- PROMPT
Before doing anything else, copy the entries below exactly.

(Records from a data source)

——————————

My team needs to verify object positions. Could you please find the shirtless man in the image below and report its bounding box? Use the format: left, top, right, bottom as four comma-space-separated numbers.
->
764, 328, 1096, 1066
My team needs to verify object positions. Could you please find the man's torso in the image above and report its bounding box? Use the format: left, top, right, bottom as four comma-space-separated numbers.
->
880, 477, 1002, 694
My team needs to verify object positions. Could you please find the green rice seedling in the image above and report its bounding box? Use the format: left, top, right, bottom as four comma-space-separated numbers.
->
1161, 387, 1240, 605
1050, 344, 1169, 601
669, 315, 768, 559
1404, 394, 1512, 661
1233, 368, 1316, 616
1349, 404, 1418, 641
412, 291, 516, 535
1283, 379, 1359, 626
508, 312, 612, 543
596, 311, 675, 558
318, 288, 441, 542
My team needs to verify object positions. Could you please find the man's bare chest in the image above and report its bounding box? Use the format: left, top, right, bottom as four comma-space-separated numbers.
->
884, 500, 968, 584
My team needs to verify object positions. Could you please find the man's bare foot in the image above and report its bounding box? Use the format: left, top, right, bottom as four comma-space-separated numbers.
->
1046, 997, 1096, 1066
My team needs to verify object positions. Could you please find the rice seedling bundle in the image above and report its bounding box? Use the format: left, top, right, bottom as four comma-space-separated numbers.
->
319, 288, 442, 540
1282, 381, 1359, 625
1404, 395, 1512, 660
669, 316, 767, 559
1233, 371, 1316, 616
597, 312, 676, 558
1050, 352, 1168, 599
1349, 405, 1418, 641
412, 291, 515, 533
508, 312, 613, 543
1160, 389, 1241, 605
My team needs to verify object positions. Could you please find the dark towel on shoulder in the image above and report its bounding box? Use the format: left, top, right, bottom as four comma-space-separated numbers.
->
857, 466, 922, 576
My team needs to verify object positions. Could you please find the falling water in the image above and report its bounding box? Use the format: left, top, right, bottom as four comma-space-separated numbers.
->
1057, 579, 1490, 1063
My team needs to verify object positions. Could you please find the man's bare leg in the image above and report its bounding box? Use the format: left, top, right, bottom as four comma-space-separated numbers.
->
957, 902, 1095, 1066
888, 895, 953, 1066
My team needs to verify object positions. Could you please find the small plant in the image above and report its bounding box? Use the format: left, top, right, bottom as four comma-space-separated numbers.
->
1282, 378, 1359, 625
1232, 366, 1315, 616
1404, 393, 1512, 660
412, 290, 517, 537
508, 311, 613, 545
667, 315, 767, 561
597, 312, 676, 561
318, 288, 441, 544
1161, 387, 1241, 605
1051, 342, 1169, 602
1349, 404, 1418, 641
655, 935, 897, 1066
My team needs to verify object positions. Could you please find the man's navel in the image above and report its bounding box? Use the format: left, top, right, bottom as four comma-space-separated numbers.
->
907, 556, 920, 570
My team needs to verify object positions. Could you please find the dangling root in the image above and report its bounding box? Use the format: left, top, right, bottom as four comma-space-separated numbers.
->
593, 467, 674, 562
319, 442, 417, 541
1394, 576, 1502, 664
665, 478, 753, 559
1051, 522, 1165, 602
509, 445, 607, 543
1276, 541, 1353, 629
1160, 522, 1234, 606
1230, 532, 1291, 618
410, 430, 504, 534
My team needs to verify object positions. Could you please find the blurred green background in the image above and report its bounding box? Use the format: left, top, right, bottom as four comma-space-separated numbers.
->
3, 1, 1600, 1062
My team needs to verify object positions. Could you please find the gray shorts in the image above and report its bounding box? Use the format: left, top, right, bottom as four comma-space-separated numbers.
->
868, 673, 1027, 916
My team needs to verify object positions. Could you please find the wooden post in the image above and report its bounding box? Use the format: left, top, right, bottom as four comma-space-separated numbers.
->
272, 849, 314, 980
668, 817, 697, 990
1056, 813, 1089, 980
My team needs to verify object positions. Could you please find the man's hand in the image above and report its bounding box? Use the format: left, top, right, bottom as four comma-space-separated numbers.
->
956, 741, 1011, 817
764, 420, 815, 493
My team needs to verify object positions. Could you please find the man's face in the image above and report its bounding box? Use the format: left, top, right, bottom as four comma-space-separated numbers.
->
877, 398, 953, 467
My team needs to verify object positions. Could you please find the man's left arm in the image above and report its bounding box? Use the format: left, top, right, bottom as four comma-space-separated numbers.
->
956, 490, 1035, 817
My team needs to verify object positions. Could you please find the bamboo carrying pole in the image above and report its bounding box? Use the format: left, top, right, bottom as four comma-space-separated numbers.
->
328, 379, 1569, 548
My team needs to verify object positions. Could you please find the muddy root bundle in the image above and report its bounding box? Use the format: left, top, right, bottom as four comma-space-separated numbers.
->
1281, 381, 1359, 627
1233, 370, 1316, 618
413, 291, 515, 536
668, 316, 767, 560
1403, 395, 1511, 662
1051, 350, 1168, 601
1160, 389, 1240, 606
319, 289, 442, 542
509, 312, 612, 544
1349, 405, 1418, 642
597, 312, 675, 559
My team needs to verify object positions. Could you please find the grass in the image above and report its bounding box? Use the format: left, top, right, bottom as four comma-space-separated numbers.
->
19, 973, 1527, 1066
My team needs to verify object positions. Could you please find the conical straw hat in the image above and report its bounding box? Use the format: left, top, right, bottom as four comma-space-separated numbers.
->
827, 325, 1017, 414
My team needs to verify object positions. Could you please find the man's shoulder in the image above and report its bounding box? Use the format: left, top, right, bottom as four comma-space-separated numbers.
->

——————————

- TASK ANSWER
My team needs to verify object positions. Could you please find the shirtless man in the image below and report its bounding box? Use the format: left, top, right, bottom as four comma-space-separated numbers.
->
764, 328, 1096, 1066
My team needs to verify object positions. Could you please find the man's torso in the image above and report its bounding box? Use the format: left, top, right, bottom as four comma-space-separated numbers.
->
880, 477, 1002, 694
My team needs to verify object positions. Could you please find the green rice seedling in the image above and report its bounding box? Use the format: left, top, right, bottom as four comma-space-separated numbers.
->
1161, 387, 1240, 605
1050, 344, 1169, 601
669, 315, 768, 559
1404, 394, 1512, 661
1233, 368, 1316, 616
1349, 404, 1418, 641
412, 291, 516, 535
1283, 379, 1359, 626
508, 312, 612, 543
596, 311, 675, 558
318, 288, 441, 542
My team needs to verify object positions. Could you please find the man's bare chest in the image above and report its bounding box? Use the format: left, top, right, bottom as four comma-space-separated numbers.
->
884, 500, 968, 584
My team needs to verify object positions. Could you please find the man's bare foot in the image above and report its bounding box? Use the format: left, top, right, bottom as four comma-space-separated numbers.
->
1046, 997, 1096, 1066
My team needs to verify object positions. Could you please find the rice seedling bundle in the image above and report its bounding box? Use the format: left, top, right, bottom as four comma-space-separated numbers.
->
319, 288, 442, 540
1282, 381, 1359, 625
1404, 395, 1512, 660
669, 316, 767, 559
1233, 371, 1316, 616
597, 312, 676, 558
1050, 352, 1168, 599
1349, 405, 1418, 641
412, 291, 515, 533
508, 312, 613, 543
1160, 389, 1241, 605
My team needs to verify object positions. Could you please find the dark towel on shoulder in the image above and report its bounding box? Use the format: left, top, right, bottom as four comma-space-separated numbers.
->
857, 466, 922, 576
My team needs to verify object positions. Could you please find the falling water in the image above and report its bounding box? Use the format: left, top, right, bottom as four comma-space-separated numbers.
->
1057, 579, 1490, 1063
My team needs to verify object positions. Could you please find the man's bare leg in the image above and report its bounding box? Use the format: left, top, right, bottom as four comma-space-separated numbers.
->
957, 902, 1095, 1066
888, 895, 953, 1066
My team needs to verify object positions. Could you please find the small plant in the image above and report its bounding box? Use the format: left, top, right, bottom as four comma-space-separated numbers.
->
1282, 378, 1359, 625
1232, 366, 1315, 616
1404, 393, 1512, 660
412, 290, 517, 537
508, 311, 613, 545
667, 315, 767, 561
597, 312, 676, 561
318, 288, 441, 544
1161, 387, 1241, 605
1051, 342, 1169, 602
1349, 404, 1418, 641
655, 935, 897, 1066
My team needs to verify object positions. Could you please find the man's navel in the image above and report its bounding box? Use the format: left, top, right, bottom as four comma-space-separated numbers.
->
907, 556, 920, 570
My team needs to verify object positions. Could you please find the dangling root in the image above and report its bounding box? Use the format: left, top, right, bottom as four comma-space-separated numbers.
->
593, 467, 674, 562
319, 442, 417, 541
1394, 576, 1502, 664
665, 478, 753, 559
1051, 522, 1165, 602
509, 445, 607, 543
1276, 541, 1353, 629
1160, 522, 1234, 606
1230, 532, 1291, 618
410, 430, 504, 534
My team needs to verify object positions. Could you please find the blurred green background in the image above and report its bounding box? Use the format: left, top, right, bottom as four comma-space-separated numbers.
->
3, 1, 1600, 1062
My team needs to verify object positions. Could you please find the gray shorts in the image above and report its bounding box? Use the format: left, top, right, bottom as four comma-space-separated numbers.
->
868, 673, 1027, 916
My team needs to verify object positions. Could you please find the wooden post in the image above and report its bounding box? Use the format: left, top, right, bottom as four comma-space-separated numbers.
->
272, 849, 314, 980
668, 817, 697, 990
1056, 813, 1089, 980
My team needs to verify object positions. Could you please find the man's hand in the image above and report its bounding box? Use the format: left, top, right, bottom as four comma-space-separated numbers.
->
956, 741, 1011, 817
764, 420, 815, 493
My team needs to verify object positions. Could you please find the man's face in the image above and report its bounding box? Use the format: left, top, right, bottom as four comma-space-separated numbers.
->
877, 398, 953, 467
My team needs to verify object positions. Could you please find the man's left arm in the image above and report its bounding box? Use the format: left, top, right, bottom as four comma-space-separated numbers.
->
956, 490, 1035, 817
My team needs to verify object positions. Could you please find the bamboo carrying pole in the image above and report its bounding box? Use the format: left, top, right, bottom as four comma-space-separated numbers.
->
328, 379, 1569, 548
My team needs to verify object positions. Could you please find the muddy root bundle in the image above and report its bounding box? Use the format: left, top, right, bottom as four comma-space-separated numbers.
->
1281, 381, 1359, 627
1233, 370, 1316, 618
413, 291, 515, 536
668, 316, 767, 560
1403, 395, 1511, 662
1051, 350, 1168, 601
1160, 389, 1240, 606
319, 289, 442, 542
509, 312, 612, 544
1349, 405, 1418, 642
597, 312, 675, 559
My team needs to verify object positions. Could you please find the grass in the image above and report its bounding box? Use the format: left, top, right, bottom as four comma-space-separated numbers.
->
19, 973, 1527, 1066
My team needs to verify object positions. Could you please find the conical straw hat in the image above and report its bounding box? Use the format: left, top, right, bottom as four comma-space-separated numbers.
->
827, 325, 1017, 414
My team needs to verify object positions. Could you please find the man's shoulder in the image above and report its bounding box? Use the format: left, top, right, bottom as four comma-space-separated numbers.
->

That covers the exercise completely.